High School and Middle School Girls Get a Jump on STEM at GW

Variety of programs available to female secondary school students are intended to keep women at the forefront of a growing field.

September 5, 2017

High school students Pierra Hester, Jacqui Hayes, Emily Makedon and Laura Biggs were students in Jason Zara's pre-college biomed

High school students Pierra Hester, Jacqui Hayes, Emily Makedon and Laura Biggs were students in Jason Zara's pre-college biomedical engineering class this summer. (Anna Borgolthaus)

From a cyber security camp to pre-college summer classes, departments across the George Washington University are making an effort to sustain girls’ interest in STEM fields starting when they are in high and even middle school. 

Boosting girls’ confidence and education levels in STEM fields early is crucial, said Rachelle Heller, professor of computer science at the School of Engineering and Applied Sciences and director of this summer’s Middle School Girls Cyber Camp.

“It’s very fitting that GW should take a leadership role” in girls’ STEM education, said Dr. Heller, former director of the Elizabeth J. Somers Women's Leadership Program, who has herself been named among 100 “inspiring women in STEM.”

Some of that leadership was on display in the GW pre-college program, which welcomed high school students to campus this summer. In the August session of Professor Jason Zara’s biomedical engineering class for high school students this year, about half the students were girls—and that, he said, was one of the lowest ratios in his experience running the course.

====

> Assignment: Could you copy out the full article on GW's STEM programs for middle and high school girls, word for word?

====

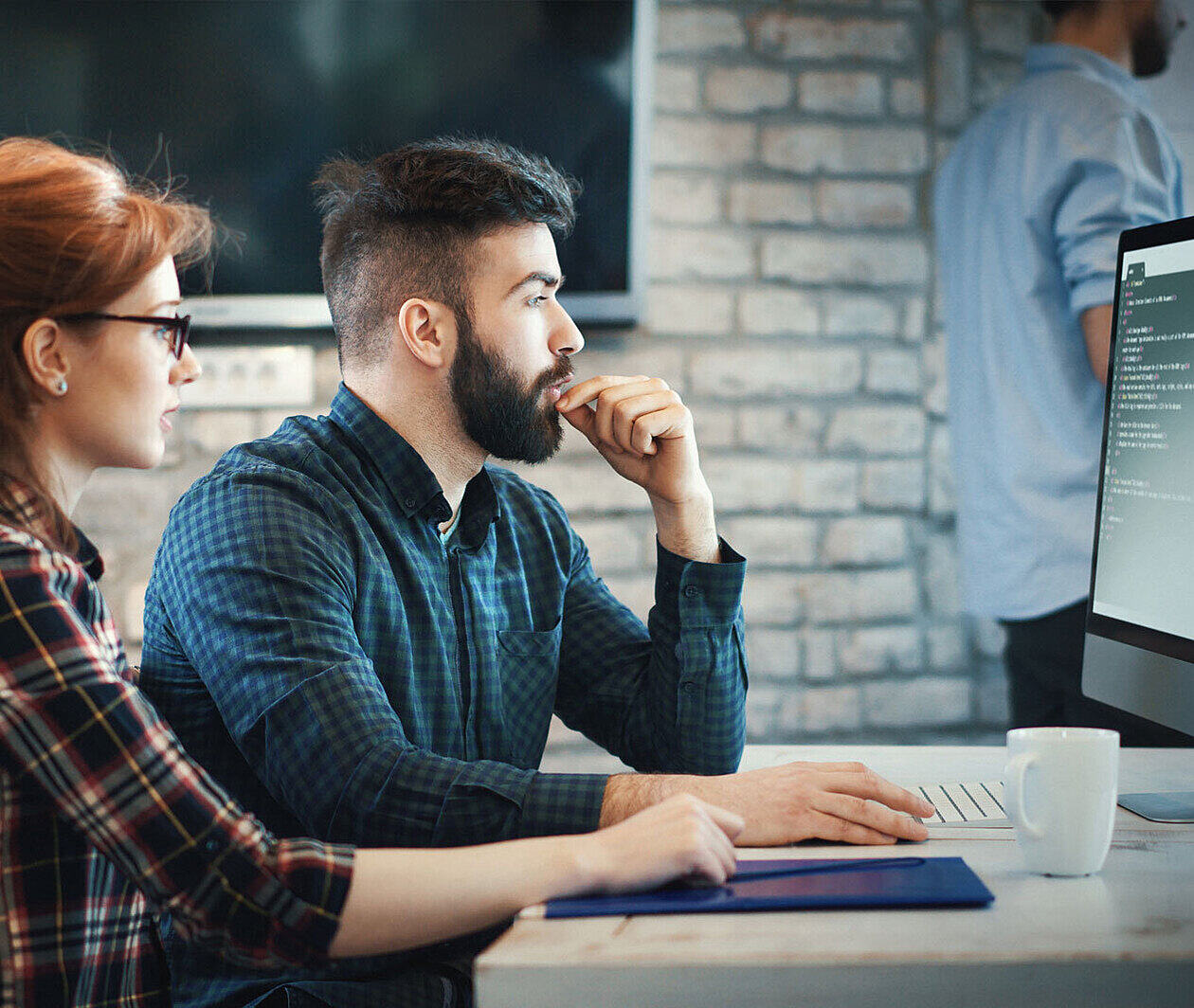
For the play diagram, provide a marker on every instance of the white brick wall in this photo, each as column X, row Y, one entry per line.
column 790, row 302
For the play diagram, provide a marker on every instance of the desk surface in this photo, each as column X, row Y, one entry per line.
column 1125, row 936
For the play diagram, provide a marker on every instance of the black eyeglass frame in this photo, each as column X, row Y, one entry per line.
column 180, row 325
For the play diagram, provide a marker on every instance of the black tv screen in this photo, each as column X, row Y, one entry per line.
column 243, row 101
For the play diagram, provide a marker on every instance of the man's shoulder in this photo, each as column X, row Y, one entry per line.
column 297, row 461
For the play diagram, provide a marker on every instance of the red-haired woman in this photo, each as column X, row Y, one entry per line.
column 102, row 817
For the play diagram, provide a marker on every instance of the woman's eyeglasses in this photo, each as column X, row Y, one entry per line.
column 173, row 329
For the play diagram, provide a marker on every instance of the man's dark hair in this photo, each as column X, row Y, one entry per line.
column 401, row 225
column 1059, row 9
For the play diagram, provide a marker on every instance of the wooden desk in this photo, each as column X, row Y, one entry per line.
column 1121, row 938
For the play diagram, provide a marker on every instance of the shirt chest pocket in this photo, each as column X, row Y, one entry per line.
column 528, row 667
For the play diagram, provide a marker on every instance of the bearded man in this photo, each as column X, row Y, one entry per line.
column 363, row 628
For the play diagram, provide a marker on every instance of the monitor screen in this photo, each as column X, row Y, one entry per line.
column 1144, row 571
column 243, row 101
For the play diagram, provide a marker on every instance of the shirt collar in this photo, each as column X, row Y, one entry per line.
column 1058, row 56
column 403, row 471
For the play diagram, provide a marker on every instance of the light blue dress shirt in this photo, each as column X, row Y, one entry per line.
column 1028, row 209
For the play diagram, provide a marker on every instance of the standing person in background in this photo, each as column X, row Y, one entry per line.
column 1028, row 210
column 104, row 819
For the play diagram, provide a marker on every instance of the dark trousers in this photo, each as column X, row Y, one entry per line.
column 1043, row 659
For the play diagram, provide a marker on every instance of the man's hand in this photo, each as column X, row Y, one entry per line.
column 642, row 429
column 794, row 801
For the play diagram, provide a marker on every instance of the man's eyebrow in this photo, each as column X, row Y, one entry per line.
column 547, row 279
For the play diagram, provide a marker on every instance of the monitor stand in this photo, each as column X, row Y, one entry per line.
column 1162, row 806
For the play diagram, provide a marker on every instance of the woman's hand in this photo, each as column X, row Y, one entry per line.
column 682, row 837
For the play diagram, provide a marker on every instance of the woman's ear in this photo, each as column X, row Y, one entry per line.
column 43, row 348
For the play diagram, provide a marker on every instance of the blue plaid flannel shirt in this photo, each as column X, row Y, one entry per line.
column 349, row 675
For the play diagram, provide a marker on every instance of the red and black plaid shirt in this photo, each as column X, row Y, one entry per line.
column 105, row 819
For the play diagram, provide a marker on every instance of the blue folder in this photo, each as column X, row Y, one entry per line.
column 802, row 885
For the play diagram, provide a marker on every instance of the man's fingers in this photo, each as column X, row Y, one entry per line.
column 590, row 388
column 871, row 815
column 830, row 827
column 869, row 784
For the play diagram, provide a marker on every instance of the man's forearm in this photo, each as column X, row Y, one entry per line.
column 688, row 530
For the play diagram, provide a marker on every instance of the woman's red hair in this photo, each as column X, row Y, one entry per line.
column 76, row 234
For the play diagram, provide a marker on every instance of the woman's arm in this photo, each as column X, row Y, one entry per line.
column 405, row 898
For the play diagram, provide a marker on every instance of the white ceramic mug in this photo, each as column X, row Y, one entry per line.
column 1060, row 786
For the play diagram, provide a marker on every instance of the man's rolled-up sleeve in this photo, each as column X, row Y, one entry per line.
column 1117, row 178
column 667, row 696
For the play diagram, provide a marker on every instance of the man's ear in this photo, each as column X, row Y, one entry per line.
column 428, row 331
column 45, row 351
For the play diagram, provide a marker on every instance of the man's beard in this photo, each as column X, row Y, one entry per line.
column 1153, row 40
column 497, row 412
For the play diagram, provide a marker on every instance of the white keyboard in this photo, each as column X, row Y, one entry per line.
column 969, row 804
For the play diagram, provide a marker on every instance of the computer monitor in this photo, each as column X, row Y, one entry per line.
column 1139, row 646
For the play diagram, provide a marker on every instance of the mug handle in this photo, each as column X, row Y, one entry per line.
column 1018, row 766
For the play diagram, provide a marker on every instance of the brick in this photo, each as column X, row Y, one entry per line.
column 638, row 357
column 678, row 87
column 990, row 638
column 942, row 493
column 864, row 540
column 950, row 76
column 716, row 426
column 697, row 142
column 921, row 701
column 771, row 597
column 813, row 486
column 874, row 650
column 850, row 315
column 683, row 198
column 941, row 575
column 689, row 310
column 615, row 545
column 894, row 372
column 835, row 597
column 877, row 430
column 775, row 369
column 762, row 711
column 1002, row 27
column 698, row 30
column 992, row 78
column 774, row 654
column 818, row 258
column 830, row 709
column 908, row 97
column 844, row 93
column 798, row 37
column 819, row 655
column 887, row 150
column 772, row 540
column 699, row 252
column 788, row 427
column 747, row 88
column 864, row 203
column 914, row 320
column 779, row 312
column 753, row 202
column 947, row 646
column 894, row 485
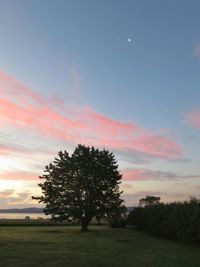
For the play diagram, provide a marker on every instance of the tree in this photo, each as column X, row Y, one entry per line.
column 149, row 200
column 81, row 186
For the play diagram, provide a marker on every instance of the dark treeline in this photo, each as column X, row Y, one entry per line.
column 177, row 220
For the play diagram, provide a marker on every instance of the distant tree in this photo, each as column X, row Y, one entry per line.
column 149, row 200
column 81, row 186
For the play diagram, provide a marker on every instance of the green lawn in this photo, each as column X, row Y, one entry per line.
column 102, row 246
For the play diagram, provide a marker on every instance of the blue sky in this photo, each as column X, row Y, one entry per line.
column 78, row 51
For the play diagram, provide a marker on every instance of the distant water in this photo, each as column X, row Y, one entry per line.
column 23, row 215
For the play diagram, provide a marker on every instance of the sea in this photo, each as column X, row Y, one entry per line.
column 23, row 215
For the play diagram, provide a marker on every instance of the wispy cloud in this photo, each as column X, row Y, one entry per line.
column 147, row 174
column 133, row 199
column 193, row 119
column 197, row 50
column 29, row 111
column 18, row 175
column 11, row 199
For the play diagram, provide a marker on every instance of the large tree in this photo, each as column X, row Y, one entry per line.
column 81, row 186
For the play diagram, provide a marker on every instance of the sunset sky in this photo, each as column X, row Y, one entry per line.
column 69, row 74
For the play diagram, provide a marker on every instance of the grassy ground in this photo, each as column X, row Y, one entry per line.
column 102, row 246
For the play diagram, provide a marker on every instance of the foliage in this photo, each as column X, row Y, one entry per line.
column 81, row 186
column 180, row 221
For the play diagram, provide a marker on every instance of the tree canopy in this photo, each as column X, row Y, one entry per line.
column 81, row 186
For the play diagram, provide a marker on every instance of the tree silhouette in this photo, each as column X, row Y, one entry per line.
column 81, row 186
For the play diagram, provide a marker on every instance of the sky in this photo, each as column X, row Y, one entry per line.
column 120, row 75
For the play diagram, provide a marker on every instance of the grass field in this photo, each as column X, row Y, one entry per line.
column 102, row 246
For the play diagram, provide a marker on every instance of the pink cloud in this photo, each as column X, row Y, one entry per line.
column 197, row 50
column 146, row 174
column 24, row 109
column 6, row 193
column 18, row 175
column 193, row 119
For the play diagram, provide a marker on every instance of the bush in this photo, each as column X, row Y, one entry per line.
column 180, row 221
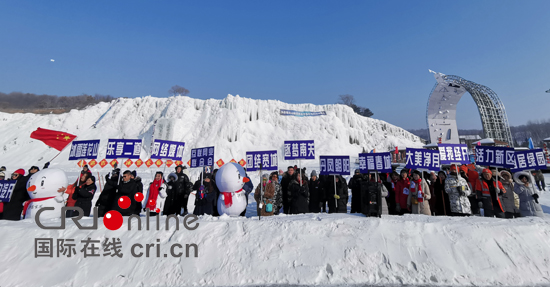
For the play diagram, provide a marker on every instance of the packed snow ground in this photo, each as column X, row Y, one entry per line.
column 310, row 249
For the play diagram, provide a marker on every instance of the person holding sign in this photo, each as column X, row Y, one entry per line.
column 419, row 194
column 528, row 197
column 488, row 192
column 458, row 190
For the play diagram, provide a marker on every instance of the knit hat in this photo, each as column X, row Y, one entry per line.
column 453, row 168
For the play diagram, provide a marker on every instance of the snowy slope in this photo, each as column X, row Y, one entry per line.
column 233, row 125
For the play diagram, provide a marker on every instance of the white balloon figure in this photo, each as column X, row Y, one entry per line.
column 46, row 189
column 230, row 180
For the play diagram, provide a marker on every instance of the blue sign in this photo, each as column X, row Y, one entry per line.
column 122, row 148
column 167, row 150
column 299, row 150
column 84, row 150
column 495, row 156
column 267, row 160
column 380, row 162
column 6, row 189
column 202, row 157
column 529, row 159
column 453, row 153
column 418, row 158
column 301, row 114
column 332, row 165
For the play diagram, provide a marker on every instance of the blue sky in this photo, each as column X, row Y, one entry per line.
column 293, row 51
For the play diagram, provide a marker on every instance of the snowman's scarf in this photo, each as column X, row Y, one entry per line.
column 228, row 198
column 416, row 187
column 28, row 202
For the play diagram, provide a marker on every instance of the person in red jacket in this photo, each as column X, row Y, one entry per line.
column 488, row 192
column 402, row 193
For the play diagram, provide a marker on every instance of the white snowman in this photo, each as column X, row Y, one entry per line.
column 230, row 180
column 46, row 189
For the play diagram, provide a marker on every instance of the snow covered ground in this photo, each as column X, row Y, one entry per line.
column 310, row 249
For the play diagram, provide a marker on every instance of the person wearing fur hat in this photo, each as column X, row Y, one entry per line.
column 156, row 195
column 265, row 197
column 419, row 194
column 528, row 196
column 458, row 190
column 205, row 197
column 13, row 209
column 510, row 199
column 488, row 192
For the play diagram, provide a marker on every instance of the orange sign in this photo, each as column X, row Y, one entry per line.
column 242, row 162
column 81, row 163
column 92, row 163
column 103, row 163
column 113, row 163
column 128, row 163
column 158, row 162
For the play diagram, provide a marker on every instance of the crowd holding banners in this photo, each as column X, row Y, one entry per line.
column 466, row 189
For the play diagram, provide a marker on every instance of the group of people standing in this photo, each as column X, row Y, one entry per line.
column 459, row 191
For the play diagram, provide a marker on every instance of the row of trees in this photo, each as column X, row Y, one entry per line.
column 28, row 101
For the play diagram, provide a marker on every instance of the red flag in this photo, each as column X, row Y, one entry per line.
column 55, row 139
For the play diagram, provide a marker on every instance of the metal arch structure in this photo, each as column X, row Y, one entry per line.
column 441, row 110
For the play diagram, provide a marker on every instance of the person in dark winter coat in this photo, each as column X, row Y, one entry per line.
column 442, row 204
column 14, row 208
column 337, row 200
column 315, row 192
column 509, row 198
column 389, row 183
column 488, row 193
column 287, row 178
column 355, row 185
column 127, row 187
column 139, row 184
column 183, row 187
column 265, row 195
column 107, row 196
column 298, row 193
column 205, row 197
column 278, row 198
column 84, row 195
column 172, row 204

====

> Response for this exercise:
High School and Middle School Girls Get a Jump on STEM at GW

Variety of programs available to female secondary school students are intended to keep women at the forefront of a growing field.

September 5, 2017

High school students Pierra Hester, Jacqui Hayes, Emily Makedon and Laura Biggs were students in Jason Zara's pre-college biomed

High school students Pierra Hester, Jacqui Hayes, Emily Makedon and Laura Biggs were students in Jason Zara's pre-college biomedical engineering class this summer. (Anna Borgolthaus)

From a cyber security camp to pre-college summer classes, departments across the George Washington University are making an effort to sustain girls’ interest in STEM fields starting when they are in high and even middle school. 

Boosting girls’ confidence and education levels in STEM fields early is crucial, said Rachelle Heller, professor of computer science at the School of Engineering and Applied Sciences and director of this summer’s Middle School Girls Cyber Camp.

“It’s very fitting that GW should take a leadership role” in girls’ STEM education, said Dr. Heller, former director of the Elizabeth J. Somers Women's Leadership Program, who has herself been named among 100 “inspiring women in STEM.”

Some of that leadership was on display in the GW pre-college program, which welcomed high school students to campus this summer. In the August session of Professor Jason Zara’s biomedical engineering class for high school students this year, about half the students were girls—and that, he said, was one of the lowest ratios in his experience running the course.